─── RECORDS FOR THE EXERCISE

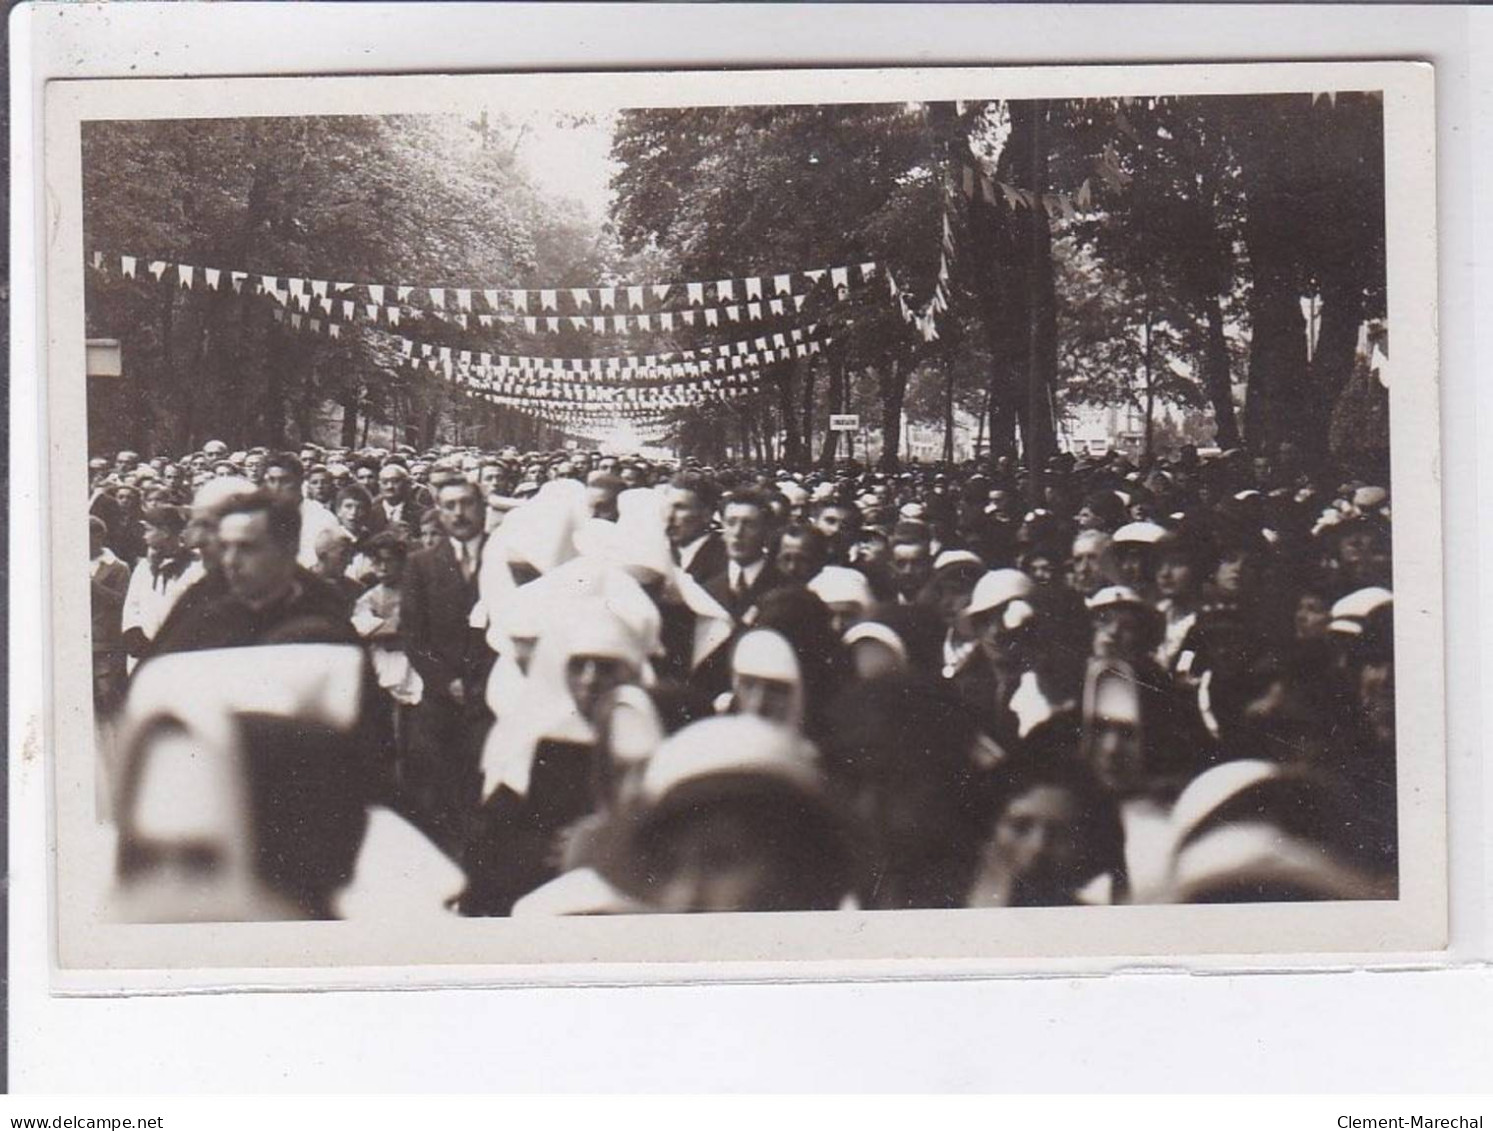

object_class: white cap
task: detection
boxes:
[641,715,819,804]
[732,629,801,684]
[966,569,1035,617]
[933,549,984,572]
[811,482,838,502]
[1328,587,1393,636]
[899,502,927,520]
[1086,585,1152,613]
[1353,485,1389,510]
[777,481,809,506]
[843,621,908,660]
[807,566,873,611]
[1112,521,1168,546]
[1168,759,1282,852]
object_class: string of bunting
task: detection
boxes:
[88,250,879,318]
[260,304,826,385]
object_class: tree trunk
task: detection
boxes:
[1312,278,1366,462]
[943,358,956,463]
[800,358,818,466]
[819,357,845,466]
[1201,293,1241,448]
[1019,99,1057,501]
[776,363,802,467]
[1142,312,1155,459]
[878,358,908,472]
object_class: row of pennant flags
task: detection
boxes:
[92,251,877,326]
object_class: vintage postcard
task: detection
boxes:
[39,61,1443,988]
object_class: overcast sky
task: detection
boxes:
[503,110,619,222]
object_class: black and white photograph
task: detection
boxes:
[41,63,1444,977]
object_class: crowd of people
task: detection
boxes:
[87,433,1399,922]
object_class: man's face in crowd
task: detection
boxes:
[597,457,618,476]
[162,465,183,490]
[142,521,179,558]
[378,468,409,504]
[665,488,713,547]
[115,487,141,515]
[1113,546,1151,591]
[1070,536,1109,595]
[852,533,890,567]
[479,464,503,493]
[722,501,769,566]
[305,469,332,504]
[336,496,368,533]
[115,452,140,475]
[262,465,300,500]
[813,504,854,541]
[587,484,621,522]
[218,510,295,604]
[890,540,933,599]
[618,465,643,489]
[299,447,319,467]
[436,483,483,541]
[244,453,266,483]
[774,532,824,584]
[354,466,378,493]
[988,489,1018,523]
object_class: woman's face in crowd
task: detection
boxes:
[1295,594,1331,640]
[1075,504,1104,531]
[565,654,636,724]
[1091,607,1151,662]
[1154,554,1195,600]
[732,674,797,726]
[1213,550,1253,595]
[419,520,443,550]
[649,811,799,914]
[992,785,1089,904]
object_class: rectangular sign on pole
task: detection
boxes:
[829,413,860,432]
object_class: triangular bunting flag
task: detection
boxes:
[687,282,705,306]
[745,277,763,301]
[570,288,592,310]
[540,289,557,312]
[204,267,221,290]
[830,266,849,290]
[311,280,328,299]
[652,284,671,304]
[456,288,472,311]
[148,261,169,281]
[177,265,194,289]
[627,286,644,310]
[429,288,446,308]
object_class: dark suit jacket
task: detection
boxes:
[681,531,728,585]
[402,537,493,701]
[366,497,421,540]
[702,559,785,624]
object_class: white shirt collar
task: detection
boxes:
[730,557,765,590]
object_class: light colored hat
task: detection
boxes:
[1352,485,1389,510]
[1112,521,1168,546]
[843,620,908,661]
[1086,585,1152,613]
[641,716,820,805]
[777,481,809,506]
[811,482,838,502]
[732,629,802,684]
[1329,587,1393,636]
[202,440,229,457]
[899,502,927,520]
[933,549,984,572]
[190,476,257,518]
[807,565,873,611]
[1168,760,1282,852]
[966,569,1035,617]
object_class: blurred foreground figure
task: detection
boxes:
[623,716,853,913]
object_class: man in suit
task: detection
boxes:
[665,471,727,583]
[703,488,784,625]
[401,478,494,854]
[369,462,421,540]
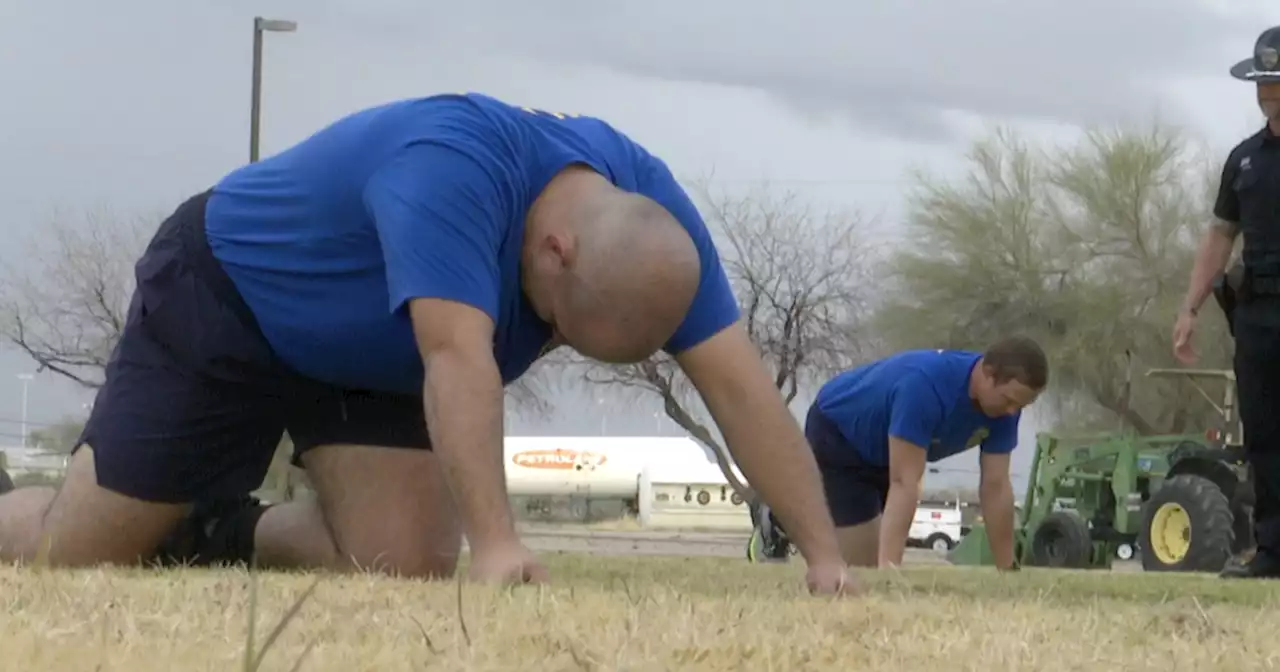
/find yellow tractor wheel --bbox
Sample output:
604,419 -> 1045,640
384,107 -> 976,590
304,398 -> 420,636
1148,502 -> 1191,565
1140,474 -> 1234,572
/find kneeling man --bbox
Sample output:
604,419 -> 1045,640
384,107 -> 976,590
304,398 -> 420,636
755,337 -> 1046,569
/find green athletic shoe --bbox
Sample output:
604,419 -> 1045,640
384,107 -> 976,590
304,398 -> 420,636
746,503 -> 793,563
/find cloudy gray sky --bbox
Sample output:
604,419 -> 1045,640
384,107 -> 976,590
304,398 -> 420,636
0,0 -> 1276,491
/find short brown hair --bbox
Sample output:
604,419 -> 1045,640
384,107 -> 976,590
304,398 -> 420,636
982,335 -> 1048,389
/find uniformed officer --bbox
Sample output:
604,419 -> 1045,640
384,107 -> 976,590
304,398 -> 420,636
1173,25 -> 1280,579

──────

Copy the listing verbatim, omitting images.

:: RESULT OF THIS EXERCISE ::
object_class: white cap
task: detection
boxes:
[641,715,819,804]
[732,629,801,684]
[966,569,1035,617]
[933,549,984,572]
[811,482,838,502]
[1328,587,1393,636]
[899,502,927,520]
[1086,585,1152,613]
[1353,485,1389,510]
[777,481,809,506]
[843,621,908,660]
[807,566,873,611]
[1112,521,1168,546]
[1168,759,1282,852]
object_class: string of bunting
task: detection
boxes:
[88,250,879,318]
[260,304,826,385]
object_class: tree trunk
task: detection
boxes:
[1312,278,1366,462]
[943,358,956,463]
[800,358,818,466]
[819,357,845,466]
[1201,293,1241,448]
[1019,99,1057,501]
[776,363,802,467]
[1142,312,1155,459]
[878,358,908,472]
object_class: row of pennant flags
task: detection
boxes:
[92,251,877,326]
object_class: vintage postcard
task: detection
boxes:
[39,61,1443,988]
object_class: overcast sky
task: detection
boxes:
[503,110,619,222]
object_class: black and white photograph
task: detection
boxes:
[41,63,1444,977]
object_class: crowd of people
task: detection
boxes:
[87,433,1399,922]
object_class: man's face in crowd
task: detection
boxes:
[597,457,618,476]
[162,465,183,490]
[142,521,179,558]
[378,468,409,504]
[665,488,713,547]
[115,487,141,515]
[1113,546,1151,591]
[1070,536,1109,595]
[852,533,890,567]
[479,464,503,493]
[722,501,769,566]
[305,469,332,504]
[336,496,368,533]
[115,452,140,475]
[262,465,300,500]
[813,504,854,541]
[587,484,621,522]
[218,510,295,604]
[890,540,933,599]
[618,465,643,489]
[299,447,319,467]
[436,483,483,541]
[244,453,266,483]
[774,532,824,584]
[354,466,378,493]
[988,489,1018,523]
object_class: woman's face in crowd
task: detection
boxes:
[1295,594,1331,640]
[1075,504,1104,531]
[565,654,636,724]
[1091,607,1151,662]
[1154,554,1195,600]
[732,674,797,726]
[1213,550,1253,595]
[419,520,443,550]
[649,811,799,914]
[992,785,1089,904]
object_class: rectangular sign on pole
task: detection
boxes:
[829,413,860,432]
object_class: triangular bunting flag
task: detection
boxes:
[687,282,705,306]
[745,277,763,301]
[570,288,592,310]
[540,289,557,312]
[204,267,221,290]
[830,266,849,290]
[311,280,328,299]
[652,284,671,304]
[456,288,472,311]
[148,261,169,281]
[177,265,194,289]
[627,286,644,310]
[429,288,446,308]
object_class: dark suit jacket
task: detection
boxes:
[681,531,728,585]
[402,537,493,701]
[366,497,421,540]
[702,559,785,624]
object_class: white shirt collar
task: detection
boxes:
[730,557,765,590]
object_class: light colored hat
task: detection
boxes:
[1352,485,1389,510]
[1112,521,1168,546]
[843,620,908,661]
[1086,585,1152,613]
[641,716,820,805]
[777,481,809,506]
[811,482,838,502]
[732,629,802,684]
[1329,587,1393,636]
[202,440,229,457]
[899,502,927,520]
[933,549,984,572]
[190,476,257,518]
[807,565,873,611]
[1168,760,1282,852]
[966,569,1035,617]
object_class: blurred foreground figure
task: detection
boxes:
[623,716,853,913]
object_class: man in suit
task: detection
boxes:
[665,471,727,583]
[703,488,784,625]
[401,478,494,854]
[369,462,421,540]
/find yellow tractor wheel --bbox
Sample output:
604,419 -> 1045,640
384,107 -> 976,590
304,398 -> 420,636
1148,502 -> 1191,565
1140,474 -> 1234,572
/find kneeling man --bbox
Sample output:
604,419 -> 1045,640
384,107 -> 976,590
304,398 -> 420,636
755,337 -> 1046,569
/find green athletic shoe --bbox
Sample output:
604,419 -> 1045,640
384,107 -> 976,590
304,398 -> 420,636
746,503 -> 793,563
/find cloudy gray sky --bbox
Sample output:
604,419 -> 1045,640
384,107 -> 976,590
304,398 -> 420,636
0,0 -> 1276,491
/find short brown hair --bbox
Sample output:
604,419 -> 1045,640
384,107 -> 976,590
304,398 -> 420,636
982,335 -> 1048,389
/find uniformed officer --bbox
Sample output:
604,419 -> 1045,640
384,107 -> 976,590
304,398 -> 420,636
1173,25 -> 1280,579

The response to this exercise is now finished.